%%

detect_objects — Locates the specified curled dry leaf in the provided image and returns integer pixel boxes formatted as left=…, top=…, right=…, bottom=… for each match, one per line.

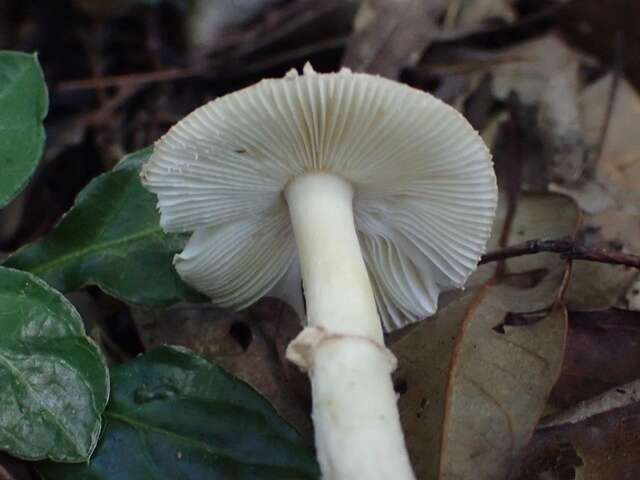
left=509, top=403, right=640, bottom=480
left=392, top=189, right=579, bottom=480
left=550, top=308, right=640, bottom=409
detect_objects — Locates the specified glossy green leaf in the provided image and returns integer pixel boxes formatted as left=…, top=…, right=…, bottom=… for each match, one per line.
left=40, top=347, right=319, bottom=480
left=0, top=51, right=49, bottom=207
left=5, top=148, right=204, bottom=307
left=0, top=267, right=109, bottom=462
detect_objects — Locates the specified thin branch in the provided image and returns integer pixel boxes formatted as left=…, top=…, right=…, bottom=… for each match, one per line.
left=480, top=238, right=640, bottom=269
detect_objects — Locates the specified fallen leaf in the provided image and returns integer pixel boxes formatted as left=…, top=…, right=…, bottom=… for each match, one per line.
left=342, top=0, right=447, bottom=78
left=509, top=403, right=640, bottom=480
left=538, top=380, right=640, bottom=429
left=550, top=308, right=640, bottom=409
left=391, top=194, right=580, bottom=480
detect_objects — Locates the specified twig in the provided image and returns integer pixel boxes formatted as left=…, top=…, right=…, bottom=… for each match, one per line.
left=480, top=238, right=640, bottom=269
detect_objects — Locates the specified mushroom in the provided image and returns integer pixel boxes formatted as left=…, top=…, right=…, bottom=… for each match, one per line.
left=142, top=64, right=497, bottom=480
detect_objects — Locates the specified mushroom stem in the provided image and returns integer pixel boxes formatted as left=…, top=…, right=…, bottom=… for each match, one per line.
left=285, top=173, right=415, bottom=480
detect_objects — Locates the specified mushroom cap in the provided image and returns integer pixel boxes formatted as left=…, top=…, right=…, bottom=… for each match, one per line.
left=142, top=65, right=497, bottom=331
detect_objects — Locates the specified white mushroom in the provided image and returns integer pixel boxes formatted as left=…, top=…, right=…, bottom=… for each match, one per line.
left=142, top=65, right=497, bottom=480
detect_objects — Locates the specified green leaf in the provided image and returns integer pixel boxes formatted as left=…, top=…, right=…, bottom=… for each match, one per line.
left=39, top=347, right=319, bottom=480
left=0, top=267, right=109, bottom=462
left=5, top=148, right=205, bottom=307
left=0, top=51, right=49, bottom=207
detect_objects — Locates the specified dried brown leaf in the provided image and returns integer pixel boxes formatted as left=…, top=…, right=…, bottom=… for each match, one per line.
left=392, top=194, right=580, bottom=480
left=551, top=308, right=640, bottom=408
left=509, top=403, right=640, bottom=480
left=342, top=0, right=447, bottom=78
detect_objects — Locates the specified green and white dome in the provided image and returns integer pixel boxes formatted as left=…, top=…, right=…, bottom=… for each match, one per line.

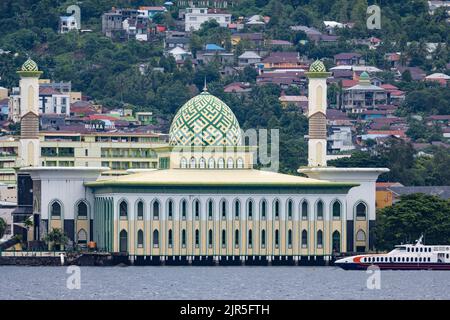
left=309, top=60, right=327, bottom=72
left=20, top=58, right=39, bottom=72
left=169, top=91, right=242, bottom=146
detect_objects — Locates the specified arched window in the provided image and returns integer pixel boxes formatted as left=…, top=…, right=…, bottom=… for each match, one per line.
left=333, top=230, right=341, bottom=252
left=119, top=230, right=128, bottom=252
left=153, top=229, right=159, bottom=248
left=167, top=200, right=173, bottom=220
left=273, top=199, right=280, bottom=220
left=119, top=200, right=128, bottom=219
left=236, top=158, right=244, bottom=169
left=180, top=199, right=187, bottom=220
left=288, top=200, right=294, bottom=220
left=222, top=229, right=227, bottom=248
left=50, top=201, right=61, bottom=219
left=275, top=229, right=280, bottom=248
left=227, top=158, right=234, bottom=169
left=208, top=229, right=213, bottom=248
left=194, top=200, right=200, bottom=220
left=247, top=200, right=253, bottom=220
left=356, top=229, right=366, bottom=241
left=167, top=229, right=173, bottom=248
left=153, top=200, right=160, bottom=220
left=217, top=158, right=225, bottom=169
left=77, top=229, right=87, bottom=244
left=333, top=200, right=341, bottom=220
left=317, top=230, right=323, bottom=248
left=191, top=157, right=197, bottom=169
left=77, top=201, right=87, bottom=219
left=180, top=157, right=187, bottom=169
left=181, top=229, right=186, bottom=248
left=208, top=200, right=214, bottom=220
left=137, top=201, right=144, bottom=220
left=356, top=202, right=367, bottom=220
left=195, top=229, right=200, bottom=248
left=234, top=200, right=241, bottom=220
left=261, top=200, right=267, bottom=220
left=316, top=200, right=323, bottom=220
left=198, top=158, right=206, bottom=169
left=261, top=229, right=266, bottom=249
left=302, top=230, right=308, bottom=248
left=138, top=230, right=144, bottom=248
left=302, top=200, right=308, bottom=220
left=220, top=200, right=227, bottom=220
left=288, top=229, right=292, bottom=248
left=208, top=158, right=216, bottom=169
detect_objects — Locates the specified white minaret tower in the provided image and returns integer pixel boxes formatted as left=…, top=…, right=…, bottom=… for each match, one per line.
left=17, top=59, right=42, bottom=167
left=306, top=60, right=331, bottom=167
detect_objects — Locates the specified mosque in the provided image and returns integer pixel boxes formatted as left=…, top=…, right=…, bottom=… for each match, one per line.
left=14, top=60, right=387, bottom=264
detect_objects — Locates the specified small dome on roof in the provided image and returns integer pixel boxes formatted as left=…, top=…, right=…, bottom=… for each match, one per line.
left=20, top=58, right=39, bottom=71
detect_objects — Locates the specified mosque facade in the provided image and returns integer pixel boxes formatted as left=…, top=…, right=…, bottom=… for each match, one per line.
left=14, top=61, right=387, bottom=263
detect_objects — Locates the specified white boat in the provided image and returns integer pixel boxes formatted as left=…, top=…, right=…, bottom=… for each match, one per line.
left=334, top=236, right=450, bottom=270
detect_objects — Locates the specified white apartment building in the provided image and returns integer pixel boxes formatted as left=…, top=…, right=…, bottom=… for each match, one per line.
left=184, top=8, right=231, bottom=31
left=9, top=87, right=71, bottom=122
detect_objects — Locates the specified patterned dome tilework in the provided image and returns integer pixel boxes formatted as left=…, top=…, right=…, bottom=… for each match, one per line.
left=309, top=60, right=327, bottom=72
left=169, top=92, right=241, bottom=146
left=21, top=59, right=39, bottom=71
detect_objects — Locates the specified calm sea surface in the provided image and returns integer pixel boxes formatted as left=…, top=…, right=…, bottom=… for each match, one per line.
left=0, top=266, right=450, bottom=300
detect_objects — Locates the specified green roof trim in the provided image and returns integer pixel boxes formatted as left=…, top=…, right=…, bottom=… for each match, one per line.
left=305, top=72, right=331, bottom=78
left=17, top=71, right=43, bottom=78
left=84, top=180, right=359, bottom=188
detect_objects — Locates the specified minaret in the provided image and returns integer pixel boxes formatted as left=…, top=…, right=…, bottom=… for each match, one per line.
left=17, top=59, right=42, bottom=167
left=305, top=60, right=331, bottom=167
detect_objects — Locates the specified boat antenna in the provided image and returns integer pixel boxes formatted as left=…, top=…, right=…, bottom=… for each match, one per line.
left=416, top=234, right=423, bottom=245
left=203, top=75, right=208, bottom=92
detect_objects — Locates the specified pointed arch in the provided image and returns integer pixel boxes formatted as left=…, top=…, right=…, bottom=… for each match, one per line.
left=152, top=199, right=161, bottom=220
left=331, top=199, right=342, bottom=220
left=300, top=199, right=309, bottom=220
left=332, top=230, right=341, bottom=252
left=119, top=199, right=128, bottom=220
left=316, top=199, right=324, bottom=220
left=136, top=199, right=145, bottom=220
left=75, top=199, right=89, bottom=220
left=137, top=229, right=144, bottom=248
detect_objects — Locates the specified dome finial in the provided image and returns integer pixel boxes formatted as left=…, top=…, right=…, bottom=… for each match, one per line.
left=203, top=76, right=208, bottom=92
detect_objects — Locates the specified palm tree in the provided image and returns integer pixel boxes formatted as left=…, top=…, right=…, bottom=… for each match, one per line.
left=0, top=218, right=6, bottom=238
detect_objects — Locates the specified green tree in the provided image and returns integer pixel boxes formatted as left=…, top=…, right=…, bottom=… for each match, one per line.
left=375, top=193, right=450, bottom=250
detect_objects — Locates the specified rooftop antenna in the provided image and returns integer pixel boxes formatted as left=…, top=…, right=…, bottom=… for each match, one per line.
left=203, top=76, right=208, bottom=92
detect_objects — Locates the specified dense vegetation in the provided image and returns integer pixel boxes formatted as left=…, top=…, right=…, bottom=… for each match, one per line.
left=375, top=194, right=450, bottom=250
left=0, top=0, right=450, bottom=176
left=0, top=218, right=6, bottom=238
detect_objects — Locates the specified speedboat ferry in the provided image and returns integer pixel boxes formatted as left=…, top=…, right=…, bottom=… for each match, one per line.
left=334, top=237, right=450, bottom=270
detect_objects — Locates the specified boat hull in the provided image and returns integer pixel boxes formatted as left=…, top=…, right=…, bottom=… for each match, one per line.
left=335, top=263, right=450, bottom=270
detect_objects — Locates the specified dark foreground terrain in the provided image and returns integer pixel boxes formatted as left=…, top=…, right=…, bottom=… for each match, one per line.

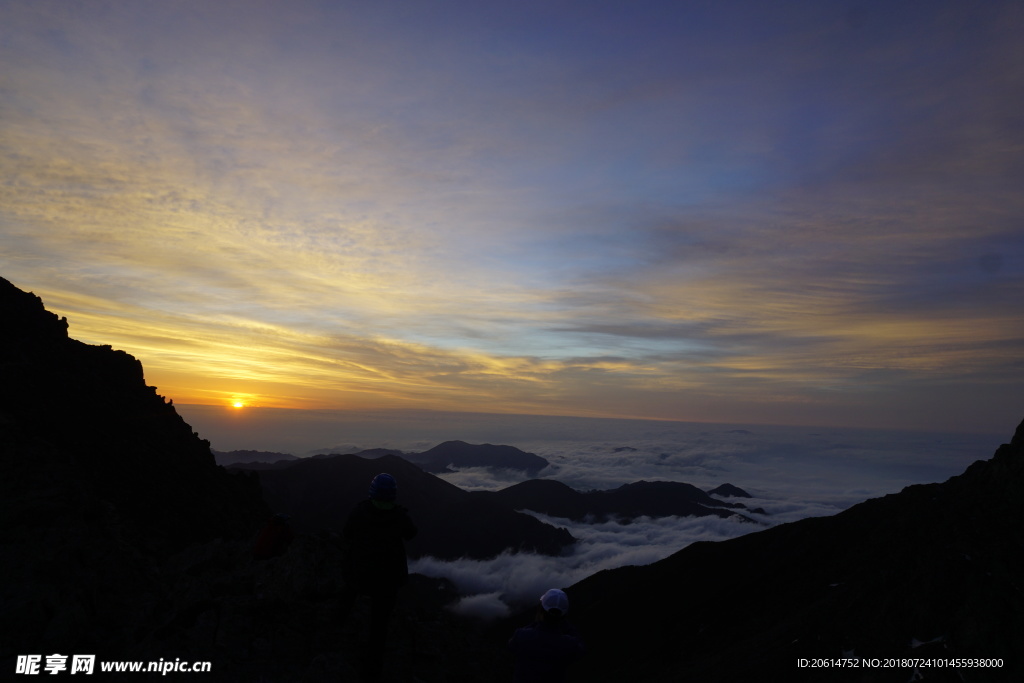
left=0, top=279, right=1024, bottom=683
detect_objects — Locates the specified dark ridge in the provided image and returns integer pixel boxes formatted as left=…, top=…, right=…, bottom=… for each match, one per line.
left=402, top=441, right=550, bottom=476
left=568, top=423, right=1024, bottom=683
left=708, top=483, right=754, bottom=498
left=213, top=451, right=298, bottom=467
left=250, top=455, right=574, bottom=559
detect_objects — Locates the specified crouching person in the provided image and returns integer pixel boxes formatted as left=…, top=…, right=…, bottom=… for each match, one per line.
left=509, top=588, right=584, bottom=683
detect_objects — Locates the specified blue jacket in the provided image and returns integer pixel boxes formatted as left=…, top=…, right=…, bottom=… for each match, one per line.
left=509, top=621, right=584, bottom=683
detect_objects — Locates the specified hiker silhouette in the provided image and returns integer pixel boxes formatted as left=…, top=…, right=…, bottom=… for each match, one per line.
left=341, top=472, right=417, bottom=680
left=509, top=588, right=584, bottom=683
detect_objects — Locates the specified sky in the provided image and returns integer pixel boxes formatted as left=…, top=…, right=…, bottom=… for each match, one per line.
left=0, top=0, right=1024, bottom=432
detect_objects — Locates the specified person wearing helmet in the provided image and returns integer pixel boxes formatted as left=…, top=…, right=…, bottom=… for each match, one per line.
left=341, top=472, right=417, bottom=680
left=509, top=588, right=584, bottom=683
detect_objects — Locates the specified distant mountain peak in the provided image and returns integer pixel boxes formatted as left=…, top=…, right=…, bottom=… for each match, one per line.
left=708, top=483, right=754, bottom=498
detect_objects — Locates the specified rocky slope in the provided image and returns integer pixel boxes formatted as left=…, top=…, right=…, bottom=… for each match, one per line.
left=552, top=423, right=1024, bottom=683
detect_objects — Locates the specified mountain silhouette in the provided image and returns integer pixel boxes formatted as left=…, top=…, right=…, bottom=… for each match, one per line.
left=473, top=479, right=752, bottom=521
left=568, top=422, right=1024, bottom=683
left=0, top=279, right=267, bottom=671
left=244, top=455, right=573, bottom=559
left=213, top=451, right=298, bottom=467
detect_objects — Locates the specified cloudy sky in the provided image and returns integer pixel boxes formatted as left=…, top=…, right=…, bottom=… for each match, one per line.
left=0, top=0, right=1024, bottom=433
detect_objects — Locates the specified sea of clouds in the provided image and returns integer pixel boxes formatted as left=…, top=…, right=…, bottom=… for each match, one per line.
left=411, top=423, right=998, bottom=618
left=176, top=407, right=1001, bottom=618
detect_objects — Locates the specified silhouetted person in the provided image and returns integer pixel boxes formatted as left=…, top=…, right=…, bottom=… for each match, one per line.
left=253, top=512, right=295, bottom=560
left=509, top=588, right=584, bottom=683
left=341, top=473, right=416, bottom=680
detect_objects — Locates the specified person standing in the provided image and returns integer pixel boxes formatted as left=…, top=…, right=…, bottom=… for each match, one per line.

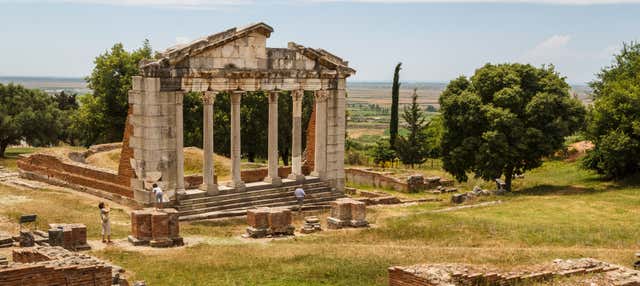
left=153, top=184, right=162, bottom=209
left=98, top=202, right=111, bottom=243
left=293, top=187, right=306, bottom=212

%%

Rewrite the entries from the line with "detect_objects — Locates the specified patterned" up to and including the line with "left=203, top=75, right=208, bottom=92", swapping "calm sea surface" for "still sea surface" and keeping everything else the same.

detect_objects — Locates the specified patterned dome tilework in the provided image and returns integer pixel boxes formatted as left=…, top=…, right=…, bottom=… for each match, one per line.
left=309, top=60, right=327, bottom=72
left=169, top=92, right=241, bottom=146
left=21, top=59, right=39, bottom=71
detect_objects — Locates the specified still sea surface in the provided image and returns integer pixel boxes formatted as left=…, top=…, right=…, bottom=… for each match, one per line.
left=0, top=266, right=450, bottom=300
detect_objects — Locates the specified green roof trim in the provided image and returns integer pixel boxes formatted as left=…, top=…, right=…, bottom=… for each match, one per line.
left=305, top=72, right=331, bottom=78
left=17, top=71, right=43, bottom=78
left=84, top=180, right=359, bottom=188
detect_objects — Locates the specified minaret in the provided image and returns integer pixel boxes formatted as left=…, top=…, right=…, bottom=… for each match, one per line.
left=17, top=59, right=42, bottom=167
left=305, top=60, right=331, bottom=167
detect_objects — Locates the specified boat antenna in the provided image and returns integer pixel boxes formatted as left=…, top=…, right=…, bottom=… for each match, one per line.
left=416, top=234, right=423, bottom=245
left=203, top=75, right=208, bottom=92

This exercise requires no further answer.